[Brief A]
Using the forum post on dynamic router alerts, answer each question:
(i) How far above a remote router's average latency should latency be before an alert fires?
(ii) Which strings are given as examples of what node names might contain?
(iii) In the advanced alert, whose logs should NPM check, and for what entry?
[Brief B]
Carry on the forum post on dynamic router alerts, writing on from its last sentence.

0 Replies Latest reply on Sep 20, 2018 3:34 PM by rschroeder

    How does one create Advanced Dynamic alerts that report "confidence" about the state of a device or circuit that leverage routers' latency, loss of BGP Neighbor, Bandwidth utilization, etc.?

    rschroeder

      I'd like to learn how to create alerts for when any remote router's latency reaches or exceeds 20% higher than its average latency.

       

      It would be nice if the alert could be dynamic enough to only includes nodes whose names include certain characters (e.g.:  Node Name Contains "FRED" or "WILMA" or "PEBBLES").

       

      I'm not finding a custom Dynamic alert building solution, but I believe one is present.  Can you help me with the basic steps?

       

       

       

      If that was easy for you, let's get more advanced!  It would be excellent to discover more information and make it part of the alert to give it context and veracity.  Such an advanced alert should include:

      • BGP Neighbor information from the router on the other end of the circuit.  IF we have high latency, we might not have have BGP Neighbor loss.  Including that information in the alert seems like it's possible.  Is there a way for NPM to query logs on the near router and see if it has an entry about a BGP neighbor loss on the circuit facing the remote router?  IF it sees that loss, then one type of alert should go out.  If it DOESN'T see that loss, then a different kind of alert should go out.

[Data listing]
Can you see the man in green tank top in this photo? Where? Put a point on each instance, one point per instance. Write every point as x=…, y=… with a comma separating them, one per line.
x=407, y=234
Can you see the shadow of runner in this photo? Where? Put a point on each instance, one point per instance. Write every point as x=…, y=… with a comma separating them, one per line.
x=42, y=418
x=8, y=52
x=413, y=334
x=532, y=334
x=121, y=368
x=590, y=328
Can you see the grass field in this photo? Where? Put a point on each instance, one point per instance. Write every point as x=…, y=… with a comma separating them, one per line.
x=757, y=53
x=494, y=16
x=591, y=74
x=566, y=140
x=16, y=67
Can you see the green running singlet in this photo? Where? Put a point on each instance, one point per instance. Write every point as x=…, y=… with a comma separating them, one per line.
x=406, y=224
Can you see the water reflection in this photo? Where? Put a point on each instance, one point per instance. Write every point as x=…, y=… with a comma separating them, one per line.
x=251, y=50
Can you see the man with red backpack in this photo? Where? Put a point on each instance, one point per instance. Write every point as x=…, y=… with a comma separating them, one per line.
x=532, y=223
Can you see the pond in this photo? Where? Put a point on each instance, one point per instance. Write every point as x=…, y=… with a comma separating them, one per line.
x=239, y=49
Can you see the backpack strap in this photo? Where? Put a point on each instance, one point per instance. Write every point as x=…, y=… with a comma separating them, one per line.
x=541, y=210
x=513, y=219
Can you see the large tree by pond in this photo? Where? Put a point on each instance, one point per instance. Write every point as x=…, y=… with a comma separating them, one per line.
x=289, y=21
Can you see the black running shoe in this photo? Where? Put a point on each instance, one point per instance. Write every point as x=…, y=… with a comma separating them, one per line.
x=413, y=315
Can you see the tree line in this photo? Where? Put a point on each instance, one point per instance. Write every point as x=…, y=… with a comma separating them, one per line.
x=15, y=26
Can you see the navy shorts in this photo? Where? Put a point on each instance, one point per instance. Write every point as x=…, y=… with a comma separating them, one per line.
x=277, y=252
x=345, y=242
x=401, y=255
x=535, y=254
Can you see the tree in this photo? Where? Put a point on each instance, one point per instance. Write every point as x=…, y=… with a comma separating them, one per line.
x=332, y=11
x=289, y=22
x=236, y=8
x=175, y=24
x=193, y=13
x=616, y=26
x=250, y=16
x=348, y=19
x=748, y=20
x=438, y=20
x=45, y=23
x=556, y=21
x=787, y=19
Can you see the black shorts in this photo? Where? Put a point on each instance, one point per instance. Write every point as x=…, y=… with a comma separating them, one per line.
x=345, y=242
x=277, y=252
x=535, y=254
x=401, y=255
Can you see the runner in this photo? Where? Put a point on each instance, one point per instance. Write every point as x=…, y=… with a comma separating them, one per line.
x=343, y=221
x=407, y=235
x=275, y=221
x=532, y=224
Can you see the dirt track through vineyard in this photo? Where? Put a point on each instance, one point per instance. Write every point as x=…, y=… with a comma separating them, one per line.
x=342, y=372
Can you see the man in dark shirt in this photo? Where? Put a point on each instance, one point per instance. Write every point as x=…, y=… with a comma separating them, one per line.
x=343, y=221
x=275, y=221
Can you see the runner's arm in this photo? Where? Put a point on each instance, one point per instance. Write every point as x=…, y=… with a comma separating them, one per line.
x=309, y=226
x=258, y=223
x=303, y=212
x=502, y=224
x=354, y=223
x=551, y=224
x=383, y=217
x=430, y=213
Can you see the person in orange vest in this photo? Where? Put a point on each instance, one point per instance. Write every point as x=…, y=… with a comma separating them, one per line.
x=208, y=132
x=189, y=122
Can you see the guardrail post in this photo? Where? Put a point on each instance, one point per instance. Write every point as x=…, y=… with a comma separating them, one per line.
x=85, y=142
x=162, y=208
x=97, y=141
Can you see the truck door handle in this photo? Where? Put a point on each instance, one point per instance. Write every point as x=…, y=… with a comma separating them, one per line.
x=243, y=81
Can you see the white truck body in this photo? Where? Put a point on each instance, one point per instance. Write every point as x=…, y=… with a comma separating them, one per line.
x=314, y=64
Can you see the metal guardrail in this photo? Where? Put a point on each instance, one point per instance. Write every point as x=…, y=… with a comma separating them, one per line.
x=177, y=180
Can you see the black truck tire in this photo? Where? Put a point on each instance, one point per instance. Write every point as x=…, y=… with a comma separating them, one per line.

[Task result A]
(i) 20% higher than its average latency (reaching or exceeding that level).
(ii) "FRED", "WILMA" and "PEBBLES".
(iii) The logs on the near router, for an entry about a BGP neighbor loss on the circuit facing the remote router.

[Task result B]
      • The alert should be acknowledged within ten minutes.  If it's not acknowledged then it must be forwarded to a higher team member or supervisor or Manager.   I know I've seen this functionality in older versions of NPM.  Where does one find this option in the 12.2 or higher line?
      • How can we tie this into our LANDesk Service Desk (Web Help Desk) app to automatically create a new ticket and assign it to the right person or team via an API?
        • I have a backdoor method that leverages an e-mail sent to our Help Desk app.
        • If the alert sent an e-mail there, a ticket would automatically be created.  But it wouldn't be escalated there automatically, and it's not new and improved like using an API.  I'd like to learn that and make it part of the solution!
      • How can we tie bandwidth utilization into this, too?  If a pipe is full, the router won't lose BGP neighbor, and traffic's flowing, but ICMP may experience significant loss.
      • The alert should generate a NetPath or Traceroute output when latency is high so we can discover intermediary hops with problems.  It would be awesome if a map were included in the alert that highlights hops with signficant latency changes!

       

      I searched through Thwack for the topic, but never found anything quite this advanced.  And yet it doesn't seem quite so advanced that it's out of the realm of NPM's capabilities.

       

      This seems like NPM or VNQM or something in the SW product line should be able to do it.  Are there some folks with experience doing these things that can offer advice?  adatole, ding, serena, sqlrockstar either know how to do this, or they know who I can reach out to for guidance to get this done efficiently, I bet . . .